_Data shown_.
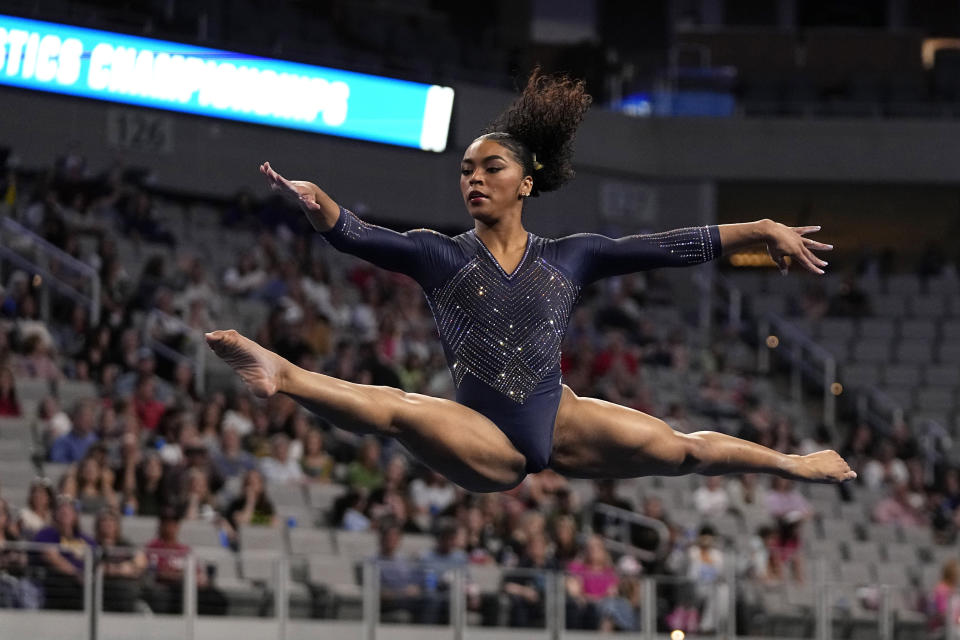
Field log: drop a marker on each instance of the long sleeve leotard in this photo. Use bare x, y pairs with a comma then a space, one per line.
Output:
501, 332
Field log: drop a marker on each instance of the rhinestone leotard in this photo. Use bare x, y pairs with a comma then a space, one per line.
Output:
501, 332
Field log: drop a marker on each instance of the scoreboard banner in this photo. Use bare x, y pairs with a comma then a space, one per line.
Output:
75, 61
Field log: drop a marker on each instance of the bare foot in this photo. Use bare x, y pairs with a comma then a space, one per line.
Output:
258, 368
825, 466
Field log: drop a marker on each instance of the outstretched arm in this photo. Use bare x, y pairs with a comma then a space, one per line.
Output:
420, 254
589, 257
321, 210
781, 241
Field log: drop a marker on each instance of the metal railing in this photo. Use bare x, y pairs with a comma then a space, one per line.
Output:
617, 536
193, 351
56, 269
775, 335
650, 607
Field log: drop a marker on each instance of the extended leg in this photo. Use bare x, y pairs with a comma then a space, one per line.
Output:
594, 438
456, 441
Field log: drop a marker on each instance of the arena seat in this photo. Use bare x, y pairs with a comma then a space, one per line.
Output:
305, 540
356, 544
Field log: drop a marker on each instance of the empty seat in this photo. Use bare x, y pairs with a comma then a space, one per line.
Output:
284, 494
863, 552
918, 329
935, 399
837, 530
900, 553
928, 306
902, 375
415, 545
890, 306
322, 496
70, 391
17, 430
304, 540
839, 348
914, 351
903, 284
356, 544
854, 573
254, 537
139, 530
828, 549
33, 389
870, 350
860, 375
894, 397
769, 304
949, 353
877, 328
950, 329
338, 573
198, 533
835, 328
938, 375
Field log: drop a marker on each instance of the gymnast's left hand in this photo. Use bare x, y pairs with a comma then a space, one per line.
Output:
783, 241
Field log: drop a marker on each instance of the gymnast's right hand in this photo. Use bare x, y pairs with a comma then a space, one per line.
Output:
298, 192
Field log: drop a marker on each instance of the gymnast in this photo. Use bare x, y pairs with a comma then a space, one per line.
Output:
501, 298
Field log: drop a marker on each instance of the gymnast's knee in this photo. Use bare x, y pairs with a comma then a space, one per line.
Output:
689, 452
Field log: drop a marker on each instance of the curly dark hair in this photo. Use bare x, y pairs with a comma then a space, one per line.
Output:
543, 121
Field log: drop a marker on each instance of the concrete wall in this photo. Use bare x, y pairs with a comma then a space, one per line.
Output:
662, 157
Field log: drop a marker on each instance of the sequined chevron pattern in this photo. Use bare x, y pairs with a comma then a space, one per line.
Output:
691, 244
352, 225
505, 332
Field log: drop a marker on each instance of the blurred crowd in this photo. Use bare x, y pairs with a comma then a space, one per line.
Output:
149, 445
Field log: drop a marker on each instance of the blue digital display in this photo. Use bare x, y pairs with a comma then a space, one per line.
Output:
179, 77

_What is being asked_. Each line holding the string "gymnast" counts once. Work out the number of such lines in the data and give only that.

_Task answer_. 4